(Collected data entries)
+++++
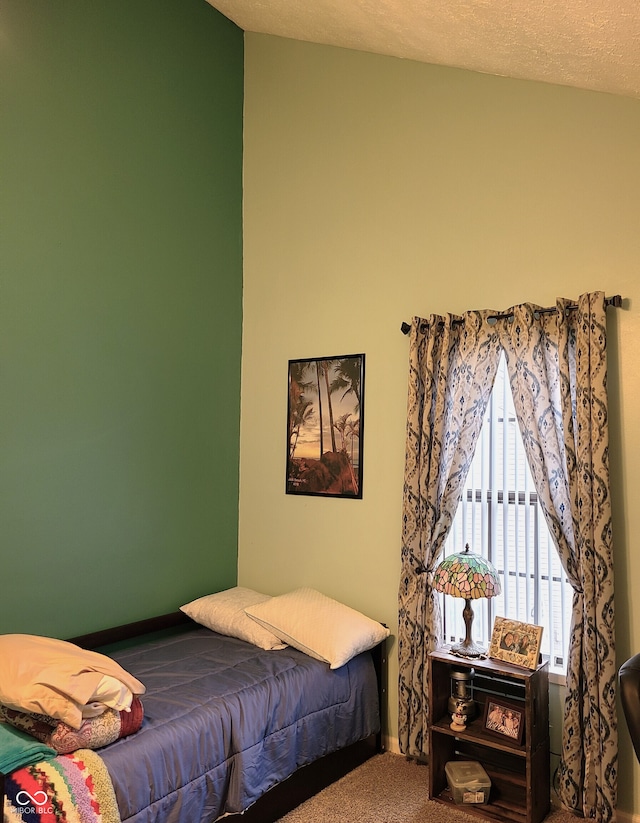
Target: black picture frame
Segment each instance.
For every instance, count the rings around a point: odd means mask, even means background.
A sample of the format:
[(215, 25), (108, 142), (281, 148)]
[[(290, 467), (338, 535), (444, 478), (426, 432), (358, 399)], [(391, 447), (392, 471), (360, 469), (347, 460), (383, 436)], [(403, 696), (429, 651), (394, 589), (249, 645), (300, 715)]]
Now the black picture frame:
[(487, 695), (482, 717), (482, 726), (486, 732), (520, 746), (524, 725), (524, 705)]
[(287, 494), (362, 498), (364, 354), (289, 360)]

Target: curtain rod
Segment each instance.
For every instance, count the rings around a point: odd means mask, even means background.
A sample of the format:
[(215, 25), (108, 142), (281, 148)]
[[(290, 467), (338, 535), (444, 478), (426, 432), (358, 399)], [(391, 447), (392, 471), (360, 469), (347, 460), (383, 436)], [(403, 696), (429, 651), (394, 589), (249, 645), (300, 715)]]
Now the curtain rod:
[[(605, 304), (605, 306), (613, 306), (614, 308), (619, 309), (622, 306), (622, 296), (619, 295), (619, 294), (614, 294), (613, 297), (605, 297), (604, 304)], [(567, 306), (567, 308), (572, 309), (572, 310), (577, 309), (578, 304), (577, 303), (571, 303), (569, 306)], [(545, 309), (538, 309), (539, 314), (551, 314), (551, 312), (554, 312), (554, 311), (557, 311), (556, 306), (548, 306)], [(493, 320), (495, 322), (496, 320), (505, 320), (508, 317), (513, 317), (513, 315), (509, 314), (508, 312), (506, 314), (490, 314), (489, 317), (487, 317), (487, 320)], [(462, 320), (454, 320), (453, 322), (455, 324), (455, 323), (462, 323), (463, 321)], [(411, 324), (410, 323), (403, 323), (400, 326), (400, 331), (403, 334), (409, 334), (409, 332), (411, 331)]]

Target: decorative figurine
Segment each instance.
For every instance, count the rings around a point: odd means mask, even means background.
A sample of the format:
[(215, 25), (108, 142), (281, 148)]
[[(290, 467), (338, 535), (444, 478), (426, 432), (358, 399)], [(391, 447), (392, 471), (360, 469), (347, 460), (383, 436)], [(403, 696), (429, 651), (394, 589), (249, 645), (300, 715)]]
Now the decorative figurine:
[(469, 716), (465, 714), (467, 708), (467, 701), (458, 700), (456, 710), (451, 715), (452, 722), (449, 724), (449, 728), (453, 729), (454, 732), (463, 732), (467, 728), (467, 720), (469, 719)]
+++++
ABOUT THIS EXERCISE =
Return the records above exactly as written, but without any of the pictures.

ANSWER TO THIS TASK =
Target: black picture frame
Segment each instance.
For every instance, count the rings around a point: odd means mask, even means background.
A sample of the format:
[(215, 25), (108, 142), (281, 148)]
[[(290, 467), (338, 535), (444, 478), (426, 432), (358, 399)], [(391, 447), (392, 471), (360, 469), (347, 460), (383, 436)], [(403, 696), (429, 651), (394, 589), (249, 645), (300, 715)]]
Now the black picture frame:
[(487, 695), (482, 717), (482, 726), (486, 732), (520, 746), (524, 725), (524, 705)]
[(287, 494), (362, 498), (364, 354), (289, 360)]

Target: curtain rod
Segment each instance.
For every instance, count the rings around a point: odd means mask, even means background.
A sample of the format:
[(215, 25), (108, 142), (281, 148)]
[[(290, 467), (338, 535), (444, 478), (426, 432), (358, 399)], [(391, 447), (392, 471), (360, 469), (347, 460), (383, 436)], [(403, 696), (429, 651), (394, 589), (249, 645), (300, 715)]]
Now the curtain rod:
[[(605, 304), (605, 306), (613, 306), (614, 308), (619, 309), (622, 306), (622, 296), (619, 295), (619, 294), (614, 294), (613, 297), (605, 297), (604, 304)], [(567, 306), (567, 308), (572, 309), (572, 310), (577, 309), (578, 304), (577, 303), (571, 303), (569, 306)], [(545, 309), (538, 309), (539, 314), (551, 314), (551, 312), (554, 312), (554, 311), (557, 311), (556, 306), (548, 306)], [(493, 320), (495, 322), (496, 320), (505, 320), (508, 317), (513, 317), (513, 315), (509, 314), (508, 312), (506, 314), (490, 314), (489, 317), (487, 317), (487, 320)], [(462, 320), (454, 320), (453, 322), (455, 324), (455, 323), (462, 323), (463, 321)], [(411, 324), (410, 323), (403, 323), (400, 326), (400, 331), (403, 334), (409, 334), (409, 332), (411, 331)]]

Target: decorative figurine
Segment each instance.
For every instance, count the rings around a point: odd means mask, even means background.
A sample of the format:
[(215, 25), (108, 142), (281, 148)]
[[(290, 467), (338, 535), (444, 478), (426, 432), (358, 399)], [(391, 447), (392, 471), (360, 469), (347, 460), (383, 436)], [(403, 696), (429, 651), (394, 589), (249, 645), (300, 715)]]
Now the decorative figurine:
[(469, 716), (465, 714), (467, 708), (467, 701), (458, 700), (456, 710), (451, 715), (452, 722), (449, 724), (449, 728), (453, 729), (454, 732), (463, 732), (467, 728), (467, 720), (469, 719)]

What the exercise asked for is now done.